**Given request:** Copy the passage on the Wolcott Charter Oak from "I spoke to Jane's" to "book in 1971.".

Wolcott Historical Society News - September 2008
By Florence Goodman
Recently I received a note in the mail from an anonymous writer along with a newspaper article written by George Krimsky from the Waterbury Republican American concerning "Charter Oak Tales." The writer asked me to investigate the status of a Charter Oak tree in Wolcott.
I had read the same article and knew that we had a Constitutional Oak tree in town, but really had never heard about a descendent of the Charter Oak tree. I also knew that many people had confused the two trees and thought our Constitutional Oak was a descendant of the Charter Oak; it is NOT.
The Charter Oak was a white oak tree and the Constitutional Oak was a pin oak tree, not common to this area. Then to my surprise, I spoke to Alex Nole, a longtime resident, who informed me that he had a descendant of the Charter Oak growing in his yard. He said he received it several years ago as a gift from his family. His tree came with documentation stating that it was grown from a seed taken from a descendant of the original Charter Oak. Alex also mentioned that he thought Mrs. Jane Woodard, who in the 1960's was the delegate from Wolcott on the Connecticut Constitution Revision Committee, had received a seedling that she had planted somewhere in town.
I spoke to Jane's daughter, Sue Scully, who thought it might have been planted in the vicinity of the Town Green, but really wasn't even sure if there was a tree, so I checked out our Town Green; it does not contain any oak trees. I did check around the Town Hall and found many oaks, but only two that looked like white oaks.
I spoke with several other residents that might have remembered if Jane had planted a tree and they had never heard about it. I spoke to our Town Clerk and she checked out minutes from town meetings in the 1960's, but could not find any information concerning the tree. I also spoke to John Washburne's daughter, Kathy Shea, and she didn't remember anything about it. Thus, we both agreed that if the tree existed, her dad would have surely documented it in the town's 175th Anniversary book in 1971.

**Material shown:**
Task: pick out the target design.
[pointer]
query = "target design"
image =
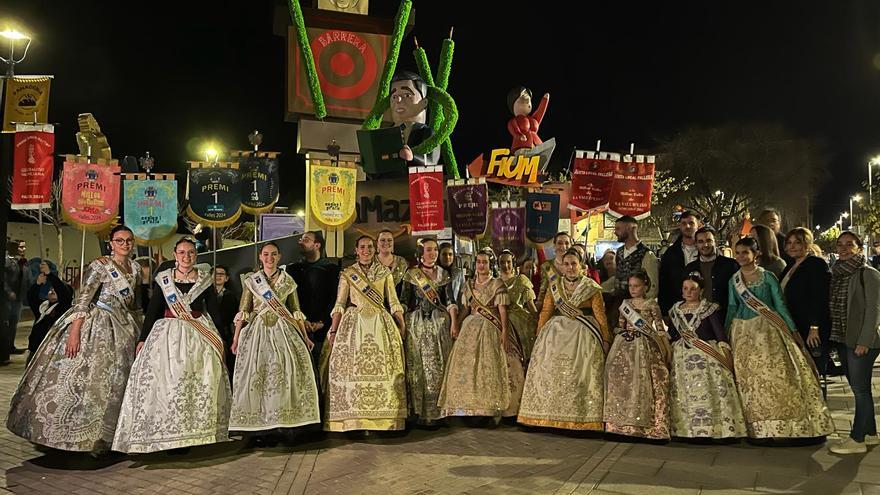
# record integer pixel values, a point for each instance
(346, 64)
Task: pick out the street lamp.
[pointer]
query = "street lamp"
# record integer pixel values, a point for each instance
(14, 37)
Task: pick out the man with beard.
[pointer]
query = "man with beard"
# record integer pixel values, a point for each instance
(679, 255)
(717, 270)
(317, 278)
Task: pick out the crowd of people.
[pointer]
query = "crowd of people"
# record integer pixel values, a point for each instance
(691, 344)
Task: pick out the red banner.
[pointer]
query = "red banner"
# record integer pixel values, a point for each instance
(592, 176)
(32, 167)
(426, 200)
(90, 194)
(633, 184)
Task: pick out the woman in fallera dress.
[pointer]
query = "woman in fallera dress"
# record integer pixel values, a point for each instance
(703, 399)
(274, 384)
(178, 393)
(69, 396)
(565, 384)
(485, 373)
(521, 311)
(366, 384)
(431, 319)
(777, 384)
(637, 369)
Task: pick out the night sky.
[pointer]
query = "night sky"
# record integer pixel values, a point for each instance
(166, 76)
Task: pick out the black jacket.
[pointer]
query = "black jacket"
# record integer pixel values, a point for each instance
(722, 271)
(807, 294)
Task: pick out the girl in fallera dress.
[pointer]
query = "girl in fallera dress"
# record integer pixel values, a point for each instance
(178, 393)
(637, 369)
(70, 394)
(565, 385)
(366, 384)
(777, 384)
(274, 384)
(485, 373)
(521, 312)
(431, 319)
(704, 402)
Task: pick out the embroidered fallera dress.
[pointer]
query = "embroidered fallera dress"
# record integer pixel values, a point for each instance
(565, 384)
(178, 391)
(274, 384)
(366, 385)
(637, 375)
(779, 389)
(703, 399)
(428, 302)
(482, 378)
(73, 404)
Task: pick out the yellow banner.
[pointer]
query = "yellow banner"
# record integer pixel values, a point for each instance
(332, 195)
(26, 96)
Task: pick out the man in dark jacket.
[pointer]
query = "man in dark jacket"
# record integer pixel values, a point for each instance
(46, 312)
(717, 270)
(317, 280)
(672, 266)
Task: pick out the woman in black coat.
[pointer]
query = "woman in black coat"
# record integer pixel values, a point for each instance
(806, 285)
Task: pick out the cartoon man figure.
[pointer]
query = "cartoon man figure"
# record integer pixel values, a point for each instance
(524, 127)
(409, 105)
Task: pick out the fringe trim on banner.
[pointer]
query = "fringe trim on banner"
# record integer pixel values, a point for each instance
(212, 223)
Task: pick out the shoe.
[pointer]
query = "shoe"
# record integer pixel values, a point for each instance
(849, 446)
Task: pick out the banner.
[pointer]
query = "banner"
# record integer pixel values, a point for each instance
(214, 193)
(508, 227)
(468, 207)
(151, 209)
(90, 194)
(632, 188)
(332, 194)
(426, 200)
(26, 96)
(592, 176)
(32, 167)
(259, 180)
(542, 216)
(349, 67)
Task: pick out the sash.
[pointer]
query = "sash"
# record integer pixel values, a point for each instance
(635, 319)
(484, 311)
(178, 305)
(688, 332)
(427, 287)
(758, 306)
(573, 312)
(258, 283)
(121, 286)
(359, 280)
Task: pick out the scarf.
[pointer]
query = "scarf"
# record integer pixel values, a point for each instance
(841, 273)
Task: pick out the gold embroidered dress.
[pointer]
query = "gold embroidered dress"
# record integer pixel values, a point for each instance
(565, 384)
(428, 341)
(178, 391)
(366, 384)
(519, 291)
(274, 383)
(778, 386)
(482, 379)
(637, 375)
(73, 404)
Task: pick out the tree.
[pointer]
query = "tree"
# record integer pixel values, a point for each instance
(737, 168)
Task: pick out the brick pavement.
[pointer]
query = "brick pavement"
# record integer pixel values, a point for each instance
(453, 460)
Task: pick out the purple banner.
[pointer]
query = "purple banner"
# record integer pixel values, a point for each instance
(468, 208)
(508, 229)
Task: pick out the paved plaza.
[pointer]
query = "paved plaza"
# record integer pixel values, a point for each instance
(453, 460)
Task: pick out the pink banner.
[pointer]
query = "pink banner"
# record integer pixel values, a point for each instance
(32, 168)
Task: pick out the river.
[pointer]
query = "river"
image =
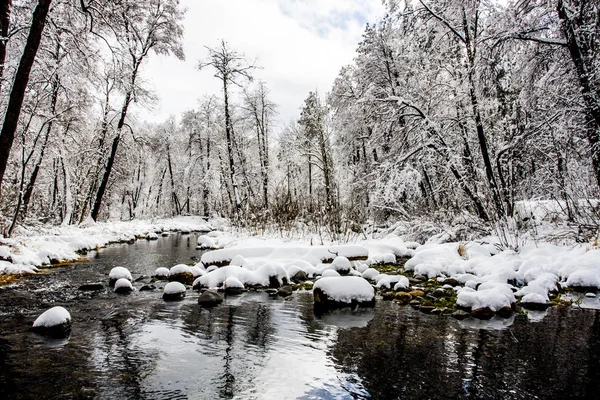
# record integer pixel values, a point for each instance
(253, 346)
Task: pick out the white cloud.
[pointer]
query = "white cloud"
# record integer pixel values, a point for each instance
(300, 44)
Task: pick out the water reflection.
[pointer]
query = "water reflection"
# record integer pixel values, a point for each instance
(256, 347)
---
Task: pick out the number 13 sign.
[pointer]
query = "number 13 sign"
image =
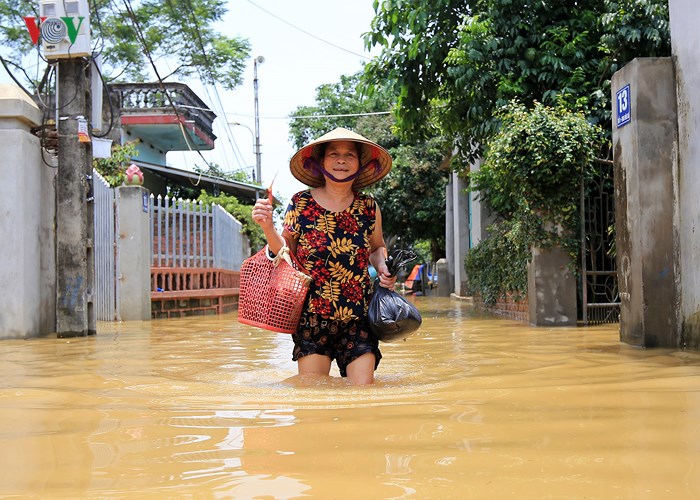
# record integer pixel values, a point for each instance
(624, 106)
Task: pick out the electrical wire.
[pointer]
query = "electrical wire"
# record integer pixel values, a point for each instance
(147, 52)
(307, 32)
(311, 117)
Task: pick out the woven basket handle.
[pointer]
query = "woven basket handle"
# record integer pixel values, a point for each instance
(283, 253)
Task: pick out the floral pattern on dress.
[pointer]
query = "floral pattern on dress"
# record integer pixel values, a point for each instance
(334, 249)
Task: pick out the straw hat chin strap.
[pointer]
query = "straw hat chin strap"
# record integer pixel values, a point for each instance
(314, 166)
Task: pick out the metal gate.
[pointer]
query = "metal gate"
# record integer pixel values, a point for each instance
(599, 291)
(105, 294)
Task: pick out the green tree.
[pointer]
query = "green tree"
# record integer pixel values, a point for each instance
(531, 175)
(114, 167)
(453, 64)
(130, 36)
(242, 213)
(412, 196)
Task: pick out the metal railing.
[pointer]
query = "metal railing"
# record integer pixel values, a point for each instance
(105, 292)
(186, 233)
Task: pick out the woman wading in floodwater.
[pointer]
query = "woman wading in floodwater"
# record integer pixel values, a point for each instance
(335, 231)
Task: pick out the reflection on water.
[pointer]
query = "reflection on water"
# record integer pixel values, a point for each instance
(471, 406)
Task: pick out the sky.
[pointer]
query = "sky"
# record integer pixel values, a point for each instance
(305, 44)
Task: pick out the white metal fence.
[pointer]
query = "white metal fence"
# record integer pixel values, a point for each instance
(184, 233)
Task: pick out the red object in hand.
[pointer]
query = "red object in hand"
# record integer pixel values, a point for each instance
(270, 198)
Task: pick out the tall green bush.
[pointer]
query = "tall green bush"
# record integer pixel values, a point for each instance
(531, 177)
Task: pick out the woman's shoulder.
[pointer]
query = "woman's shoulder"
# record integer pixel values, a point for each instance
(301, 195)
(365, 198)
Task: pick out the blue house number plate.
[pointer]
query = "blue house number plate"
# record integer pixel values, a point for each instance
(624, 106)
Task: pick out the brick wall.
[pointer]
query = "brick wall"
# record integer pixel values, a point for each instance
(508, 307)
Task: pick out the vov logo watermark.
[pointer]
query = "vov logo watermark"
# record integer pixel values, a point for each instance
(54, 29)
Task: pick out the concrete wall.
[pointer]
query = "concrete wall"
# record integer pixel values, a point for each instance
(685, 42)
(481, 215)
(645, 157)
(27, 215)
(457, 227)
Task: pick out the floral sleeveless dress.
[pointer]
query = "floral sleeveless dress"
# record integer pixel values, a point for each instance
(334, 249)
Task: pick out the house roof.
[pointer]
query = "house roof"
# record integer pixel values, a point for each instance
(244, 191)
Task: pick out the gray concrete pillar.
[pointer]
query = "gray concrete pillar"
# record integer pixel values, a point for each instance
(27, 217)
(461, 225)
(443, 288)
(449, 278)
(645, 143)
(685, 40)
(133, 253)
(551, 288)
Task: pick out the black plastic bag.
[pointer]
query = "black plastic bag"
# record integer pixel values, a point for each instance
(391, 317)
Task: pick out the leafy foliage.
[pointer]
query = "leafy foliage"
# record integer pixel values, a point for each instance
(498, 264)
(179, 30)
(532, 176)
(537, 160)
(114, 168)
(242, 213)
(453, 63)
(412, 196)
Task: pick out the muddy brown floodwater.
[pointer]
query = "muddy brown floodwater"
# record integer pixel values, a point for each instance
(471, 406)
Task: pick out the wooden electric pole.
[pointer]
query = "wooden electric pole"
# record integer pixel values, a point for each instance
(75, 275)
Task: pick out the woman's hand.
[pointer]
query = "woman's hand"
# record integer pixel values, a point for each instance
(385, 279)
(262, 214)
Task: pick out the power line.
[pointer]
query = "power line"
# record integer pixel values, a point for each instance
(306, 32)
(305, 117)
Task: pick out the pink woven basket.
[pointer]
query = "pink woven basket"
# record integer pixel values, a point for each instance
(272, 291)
---
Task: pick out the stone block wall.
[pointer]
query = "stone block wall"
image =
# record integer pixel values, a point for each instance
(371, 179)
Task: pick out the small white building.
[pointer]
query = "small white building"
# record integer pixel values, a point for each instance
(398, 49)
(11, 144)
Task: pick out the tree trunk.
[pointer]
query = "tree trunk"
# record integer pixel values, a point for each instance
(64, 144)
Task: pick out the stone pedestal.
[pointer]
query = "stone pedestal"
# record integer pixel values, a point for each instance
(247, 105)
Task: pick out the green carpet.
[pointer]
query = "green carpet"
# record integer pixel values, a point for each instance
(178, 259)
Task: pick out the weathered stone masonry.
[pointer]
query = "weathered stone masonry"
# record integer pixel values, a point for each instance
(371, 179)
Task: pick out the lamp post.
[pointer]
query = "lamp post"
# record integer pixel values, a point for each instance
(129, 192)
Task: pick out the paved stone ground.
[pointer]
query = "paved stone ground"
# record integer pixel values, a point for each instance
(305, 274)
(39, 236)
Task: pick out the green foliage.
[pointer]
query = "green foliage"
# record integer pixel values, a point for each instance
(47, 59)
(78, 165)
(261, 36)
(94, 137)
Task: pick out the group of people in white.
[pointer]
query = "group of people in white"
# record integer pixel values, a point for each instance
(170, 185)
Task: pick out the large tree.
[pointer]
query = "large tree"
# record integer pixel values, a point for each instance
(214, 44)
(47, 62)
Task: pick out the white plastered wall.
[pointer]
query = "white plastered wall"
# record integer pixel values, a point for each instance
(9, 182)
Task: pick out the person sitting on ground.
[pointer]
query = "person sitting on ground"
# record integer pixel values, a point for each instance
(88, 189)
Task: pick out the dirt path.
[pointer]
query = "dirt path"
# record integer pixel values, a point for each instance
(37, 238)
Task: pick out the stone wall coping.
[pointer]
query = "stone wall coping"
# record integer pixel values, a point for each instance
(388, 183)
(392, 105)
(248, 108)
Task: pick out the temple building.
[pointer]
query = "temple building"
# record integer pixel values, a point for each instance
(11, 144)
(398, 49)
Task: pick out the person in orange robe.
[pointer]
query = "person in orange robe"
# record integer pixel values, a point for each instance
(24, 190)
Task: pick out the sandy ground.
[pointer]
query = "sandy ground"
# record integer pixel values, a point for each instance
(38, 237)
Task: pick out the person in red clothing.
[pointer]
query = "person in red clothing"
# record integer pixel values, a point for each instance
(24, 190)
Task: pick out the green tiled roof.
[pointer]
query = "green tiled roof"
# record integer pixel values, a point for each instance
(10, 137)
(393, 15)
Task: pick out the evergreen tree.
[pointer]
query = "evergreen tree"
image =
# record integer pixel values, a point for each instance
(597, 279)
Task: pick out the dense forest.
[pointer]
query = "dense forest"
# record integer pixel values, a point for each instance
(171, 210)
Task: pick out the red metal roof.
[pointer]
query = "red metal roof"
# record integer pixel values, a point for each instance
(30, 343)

**Solved problem:**
I spoke to Jane's daughter, Sue Scully, who thought it might have been planted in the vicinity of the Town Green, but really wasn't even sure if there was a tree, so I checked out our Town Green; it does not contain any oak trees. I did check around the Town Hall and found many oaks, but only two that looked like white oaks.
I spoke with several other residents that might have remembered if Jane had planted a tree and they had never heard about it. I spoke to our Town Clerk and she checked out minutes from town meetings in the 1960's, but could not find any information concerning the tree. I also spoke to John Washburne's daughter, Kathy Shea, and she didn't remember anything about it. Thus, we both agreed that if the tree existed, her dad would have surely documented it in the town's 175th Anniversary book in 1971.